▶ GIVEN EXERCISE
Every line below is to be copied exactly, with the pictures left out.

▶ EXTRACTED MATERIAL
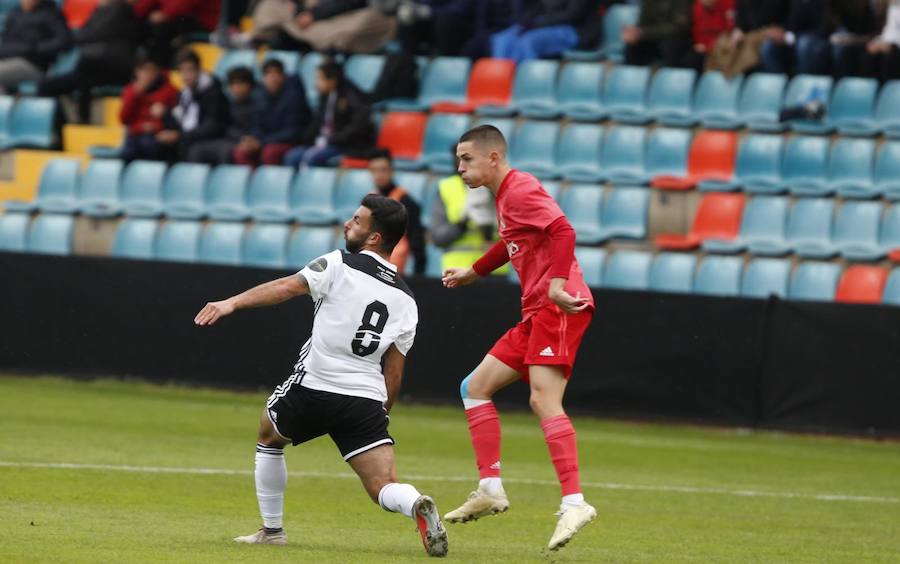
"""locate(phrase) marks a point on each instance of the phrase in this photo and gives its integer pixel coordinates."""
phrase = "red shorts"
(549, 337)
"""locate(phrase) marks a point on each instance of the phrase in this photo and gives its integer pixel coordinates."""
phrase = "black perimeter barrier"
(758, 363)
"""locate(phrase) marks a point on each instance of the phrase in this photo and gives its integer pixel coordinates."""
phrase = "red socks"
(560, 437)
(484, 427)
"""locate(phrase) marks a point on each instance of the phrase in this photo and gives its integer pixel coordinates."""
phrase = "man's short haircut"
(388, 219)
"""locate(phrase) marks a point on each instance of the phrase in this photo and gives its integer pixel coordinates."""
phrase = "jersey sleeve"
(321, 273)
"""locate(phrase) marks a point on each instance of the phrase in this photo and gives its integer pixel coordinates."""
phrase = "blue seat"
(312, 196)
(226, 193)
(309, 243)
(265, 245)
(57, 189)
(625, 93)
(814, 281)
(579, 92)
(178, 240)
(51, 234)
(670, 98)
(578, 153)
(760, 101)
(534, 148)
(805, 166)
(673, 272)
(627, 270)
(268, 194)
(99, 188)
(716, 101)
(625, 213)
(135, 238)
(718, 276)
(851, 166)
(582, 204)
(184, 191)
(221, 243)
(766, 277)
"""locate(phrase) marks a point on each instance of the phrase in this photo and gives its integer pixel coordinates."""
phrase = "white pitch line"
(348, 475)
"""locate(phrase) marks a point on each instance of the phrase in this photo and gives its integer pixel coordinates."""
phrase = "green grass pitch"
(107, 471)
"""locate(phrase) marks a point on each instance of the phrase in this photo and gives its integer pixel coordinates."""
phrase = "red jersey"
(524, 210)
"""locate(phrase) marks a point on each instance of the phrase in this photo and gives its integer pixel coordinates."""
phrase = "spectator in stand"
(663, 33)
(201, 113)
(342, 125)
(281, 115)
(145, 103)
(107, 50)
(34, 34)
(381, 166)
(241, 121)
(168, 20)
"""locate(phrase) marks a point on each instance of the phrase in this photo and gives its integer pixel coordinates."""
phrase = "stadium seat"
(670, 97)
(762, 229)
(578, 153)
(579, 93)
(582, 205)
(533, 148)
(718, 217)
(627, 270)
(51, 234)
(178, 240)
(265, 245)
(268, 194)
(718, 276)
(135, 238)
(221, 243)
(764, 277)
(226, 193)
(673, 272)
(805, 166)
(862, 284)
(57, 189)
(312, 196)
(625, 93)
(184, 191)
(716, 101)
(815, 281)
(309, 243)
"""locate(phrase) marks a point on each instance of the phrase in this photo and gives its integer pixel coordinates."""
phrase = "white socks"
(271, 479)
(398, 498)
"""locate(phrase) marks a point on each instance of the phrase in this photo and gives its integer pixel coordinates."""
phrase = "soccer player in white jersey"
(364, 315)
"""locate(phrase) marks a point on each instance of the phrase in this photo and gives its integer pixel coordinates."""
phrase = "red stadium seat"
(862, 284)
(490, 83)
(718, 217)
(712, 157)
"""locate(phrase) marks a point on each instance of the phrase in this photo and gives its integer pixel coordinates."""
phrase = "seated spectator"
(241, 121)
(381, 166)
(342, 124)
(145, 103)
(201, 113)
(662, 34)
(281, 115)
(107, 48)
(34, 34)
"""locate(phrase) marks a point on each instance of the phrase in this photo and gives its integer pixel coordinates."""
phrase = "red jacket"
(711, 22)
(204, 11)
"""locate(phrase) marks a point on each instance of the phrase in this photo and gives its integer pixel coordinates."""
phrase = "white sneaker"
(571, 520)
(262, 537)
(479, 504)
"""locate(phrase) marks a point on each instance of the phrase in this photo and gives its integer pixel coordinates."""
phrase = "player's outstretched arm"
(267, 294)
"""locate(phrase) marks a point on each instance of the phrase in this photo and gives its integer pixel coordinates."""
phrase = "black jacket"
(38, 36)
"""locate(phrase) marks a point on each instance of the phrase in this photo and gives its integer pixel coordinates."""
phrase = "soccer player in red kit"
(557, 307)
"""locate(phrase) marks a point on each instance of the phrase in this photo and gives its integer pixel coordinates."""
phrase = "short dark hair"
(388, 218)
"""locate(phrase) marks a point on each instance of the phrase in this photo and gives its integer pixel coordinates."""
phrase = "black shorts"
(354, 424)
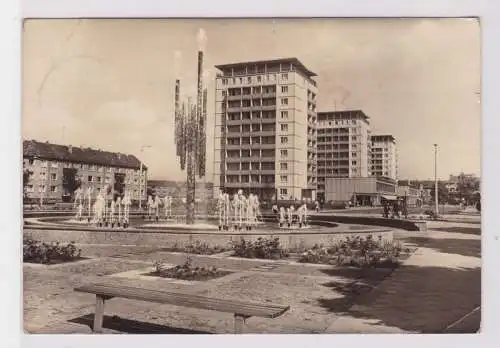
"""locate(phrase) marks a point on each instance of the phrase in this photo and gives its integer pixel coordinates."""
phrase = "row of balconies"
(250, 121)
(255, 158)
(251, 108)
(257, 96)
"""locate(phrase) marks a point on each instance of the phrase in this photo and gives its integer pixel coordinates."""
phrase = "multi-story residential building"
(53, 170)
(265, 136)
(384, 157)
(343, 146)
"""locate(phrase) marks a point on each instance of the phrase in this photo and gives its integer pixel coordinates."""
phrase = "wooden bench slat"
(249, 309)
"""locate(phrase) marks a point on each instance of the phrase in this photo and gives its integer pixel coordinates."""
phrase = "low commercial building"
(177, 189)
(411, 194)
(53, 172)
(368, 191)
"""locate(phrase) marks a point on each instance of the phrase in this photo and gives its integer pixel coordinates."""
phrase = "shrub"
(262, 248)
(357, 252)
(199, 248)
(40, 252)
(187, 271)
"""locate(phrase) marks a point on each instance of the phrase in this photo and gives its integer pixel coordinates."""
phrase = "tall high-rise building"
(343, 146)
(384, 156)
(265, 136)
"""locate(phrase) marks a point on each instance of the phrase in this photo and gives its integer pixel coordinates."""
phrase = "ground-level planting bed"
(262, 248)
(361, 252)
(186, 271)
(197, 248)
(50, 253)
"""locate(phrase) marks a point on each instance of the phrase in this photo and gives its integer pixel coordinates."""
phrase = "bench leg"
(99, 314)
(239, 323)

▶ THE RESPONSE
"""locate(phrase) marks a point on each instance of the phrase in this photo and gives its integer pixel coordinates."""
phrase = "red shorts"
(549, 337)
"""locate(phrase) marks a point on each instance of the phrase in this photo and gives its integer pixel coordinates."""
phrase = "black perimeter barrier"
(758, 363)
"""locate(phrase) marks a point on each instance of the phrase in this photo and gives its integer pixel coordinates."""
phrase = "red socks"
(560, 437)
(484, 427)
"""locate(phrase) marks a point on each instance of the phrase in this photo and gives its integer pixel coordinates."""
phrase = "man's short haircut"
(388, 219)
"""locate(phrase) marks a point on each instance of the phrase in this photo and gives its integer pixel coordinates."""
phrase = "jersey sleeve"
(321, 273)
"""locate(phrase) marks a point on each instance of the phrase in this photo and gives its integer pixel coordinates."""
phrase = "blue seat"
(312, 196)
(226, 193)
(309, 243)
(265, 245)
(57, 189)
(625, 93)
(814, 281)
(579, 92)
(178, 240)
(51, 234)
(670, 98)
(578, 153)
(760, 101)
(534, 148)
(805, 166)
(673, 272)
(627, 270)
(268, 194)
(99, 188)
(716, 101)
(625, 213)
(135, 238)
(718, 276)
(851, 166)
(582, 204)
(184, 191)
(221, 243)
(766, 277)
"""locate(phrase) marks a point on each instance of the phrase in this photo and gives its integer pixel coordinates."""
phrase = "white pitch line"
(348, 475)
"""locate(phrase) marks a point on each instance of the phrase in this photo and gives its integer pixel coordinates."""
phrase = "green grass pitch"
(107, 471)
"""locate(phrase) marks a point on each instance of the phrase in this photo and gives its integer pixel coordinates."""
phrase = "red jersey"
(524, 210)
"""locate(phrase) marks a point on each instance of the phrase in this photo and gives its integer pixel coordinates."""
phrase = "spectator in stand"
(663, 33)
(201, 113)
(342, 125)
(281, 115)
(145, 103)
(107, 50)
(34, 34)
(381, 166)
(241, 121)
(168, 20)
"""locate(phrase) marks a point on each instance of the phrase in this photo and gives its integer pixel coordinates."""
phrase = "stadium seat"
(670, 97)
(762, 229)
(578, 153)
(579, 93)
(582, 205)
(533, 148)
(718, 217)
(627, 270)
(51, 234)
(178, 240)
(265, 245)
(268, 194)
(718, 276)
(135, 238)
(221, 243)
(764, 277)
(226, 193)
(673, 272)
(805, 166)
(862, 284)
(57, 189)
(312, 196)
(625, 93)
(184, 191)
(716, 101)
(815, 281)
(309, 243)
"""locate(phrase) marks a point on each instance of the phrase in this photo and gives its integer pixel coordinates."""
phrase = "white socks"
(271, 479)
(398, 498)
"""locate(phrase) marks a point on each instance of the phrase in this photo and gives its integer pixel coordinates."""
phrase = "soccer player in white jersey"
(364, 315)
"""locate(phrase) marks a point on each instance of the phrase in this photo and gives its integer pixel coordinates."""
phrase = "red stadium seat"
(862, 284)
(490, 83)
(718, 217)
(712, 157)
"""locate(phrase) marks a point on each instance of the phrase in this photo and gives its integer pixel coordinates."""
phrase = "seated spectator"
(241, 121)
(381, 166)
(342, 124)
(145, 103)
(201, 113)
(662, 34)
(281, 115)
(107, 48)
(34, 34)
"""locate(phrase) marks a point on each instance of the phrase in this photo and gives its integer pixel coordinates."""
phrase = "red jacket"
(711, 22)
(204, 11)
"""locate(phrase) marks a point on each instance of the phrase in this photo and gives its integer pixel coordinates."""
phrase = "white sneaker"
(571, 520)
(262, 537)
(479, 504)
"""locate(phrase) marks a point on each instance of the phrase in this photo and gives its integer pixel coordinates."""
phrase = "player's outstretched arm"
(267, 294)
"""locate(phrase) marks a point on each instance of the phrase in this photo and gives its integer pixel coordinates."""
phrase = "black jacket"
(38, 36)
"""locate(phrase) marks a point on each instance of the phrase in this photo and gives its integer pixel coordinates."""
phrase = "soccer player in red kit"
(557, 307)
"""locate(phrase) marks a point on each instance of the phrase in this photo and gives its integer pixel coordinates."""
phrase = "short dark hair"
(388, 218)
"""locate(phrase) marks a point on each instance of the phrase in this photo and gives its integer pixel coordinates."""
phrase = "black shorts"
(354, 424)
"""locate(phrase) marks a point on each instance of the phrase in this photo and gives its integer pixel coordinates."""
phrase = "row of balconies"
(250, 121)
(255, 158)
(251, 108)
(257, 96)
"""locate(phrase) marks a point on each instance of the phrase in this photo and gives its integer pixel coordinates."""
phrase = "multi-story residential building"
(53, 170)
(265, 136)
(384, 157)
(343, 146)
"""locate(phrase) marks a point on each instance of the phrase in this photo and gives its integer pixel coordinates."""
phrase = "wooden bench slat"
(249, 309)
"""locate(phrase) marks a point on each instance of the phrase in this photo and gives its integer pixel coordinates."""
phrase = "low commercial building"
(177, 189)
(411, 194)
(53, 172)
(368, 191)
"""locate(phrase) marks a point on each instance of the phrase in this photo and gives its integer pixel coordinates."""
phrase = "shrub"
(262, 248)
(357, 252)
(199, 248)
(40, 252)
(187, 271)
"""locate(phrase) marks a point on each instance of the phrase in this photo and gives its integer pixel coordinates."""
phrase = "tall high-rise building"
(343, 146)
(384, 156)
(265, 136)
"""locate(phrase) marks a point on each instance of the phrase in this photo and gives its integer pixel coordinates."""
phrase = "ground-level planting bed"
(262, 248)
(361, 252)
(186, 271)
(197, 248)
(50, 253)
"""locate(phrase) marks a point on each instance of the phrase in this photo and gives its integer pixel coordinates."""
phrase = "bench leg"
(99, 314)
(239, 323)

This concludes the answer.